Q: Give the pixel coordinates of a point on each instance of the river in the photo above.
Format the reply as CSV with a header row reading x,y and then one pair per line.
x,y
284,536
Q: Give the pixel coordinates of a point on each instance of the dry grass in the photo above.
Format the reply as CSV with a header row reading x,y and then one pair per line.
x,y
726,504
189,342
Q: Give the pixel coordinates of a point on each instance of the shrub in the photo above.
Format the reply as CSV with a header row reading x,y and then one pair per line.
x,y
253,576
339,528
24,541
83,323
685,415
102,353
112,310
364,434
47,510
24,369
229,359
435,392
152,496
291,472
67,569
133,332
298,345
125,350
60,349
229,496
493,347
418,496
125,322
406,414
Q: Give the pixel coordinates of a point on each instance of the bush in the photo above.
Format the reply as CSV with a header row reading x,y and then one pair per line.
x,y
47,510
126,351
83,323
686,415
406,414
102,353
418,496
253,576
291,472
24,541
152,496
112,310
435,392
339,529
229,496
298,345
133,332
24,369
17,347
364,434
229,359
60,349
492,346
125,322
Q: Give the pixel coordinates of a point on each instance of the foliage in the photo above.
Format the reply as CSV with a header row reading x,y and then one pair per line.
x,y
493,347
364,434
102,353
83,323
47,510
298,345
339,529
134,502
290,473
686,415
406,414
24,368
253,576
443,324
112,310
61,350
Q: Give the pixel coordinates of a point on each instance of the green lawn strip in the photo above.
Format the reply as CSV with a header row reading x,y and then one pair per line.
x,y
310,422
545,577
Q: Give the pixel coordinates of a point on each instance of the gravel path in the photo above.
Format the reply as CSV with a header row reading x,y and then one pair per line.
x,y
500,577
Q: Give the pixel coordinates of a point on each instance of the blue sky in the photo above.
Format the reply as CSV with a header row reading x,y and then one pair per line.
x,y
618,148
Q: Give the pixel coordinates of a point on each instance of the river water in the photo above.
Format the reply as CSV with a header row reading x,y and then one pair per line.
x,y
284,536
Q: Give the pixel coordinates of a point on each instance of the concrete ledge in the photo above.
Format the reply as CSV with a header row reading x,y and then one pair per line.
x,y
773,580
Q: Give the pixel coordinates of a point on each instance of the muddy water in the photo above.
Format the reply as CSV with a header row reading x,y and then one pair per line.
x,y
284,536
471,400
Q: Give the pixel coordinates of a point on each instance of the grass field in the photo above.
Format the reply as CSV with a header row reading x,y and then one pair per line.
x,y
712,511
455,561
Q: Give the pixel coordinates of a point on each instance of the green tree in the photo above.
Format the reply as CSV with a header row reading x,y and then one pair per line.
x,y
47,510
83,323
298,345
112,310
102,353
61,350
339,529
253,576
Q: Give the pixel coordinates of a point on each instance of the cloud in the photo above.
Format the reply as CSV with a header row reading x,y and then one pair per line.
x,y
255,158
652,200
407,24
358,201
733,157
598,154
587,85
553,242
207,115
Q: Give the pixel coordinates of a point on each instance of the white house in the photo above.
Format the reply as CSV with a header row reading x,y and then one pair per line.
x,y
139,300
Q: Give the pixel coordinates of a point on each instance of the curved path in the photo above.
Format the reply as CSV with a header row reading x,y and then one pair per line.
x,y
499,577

........

◆ Problem description
Copy all lines from the material above that hold the word "green".

◆ Solution to this problem
Q: Give the pixel coordinates of a point on each instance of the green lawn strip in the photo above.
Q: Give the pixel coordinates of a point on each instance of the green tree in the photo above.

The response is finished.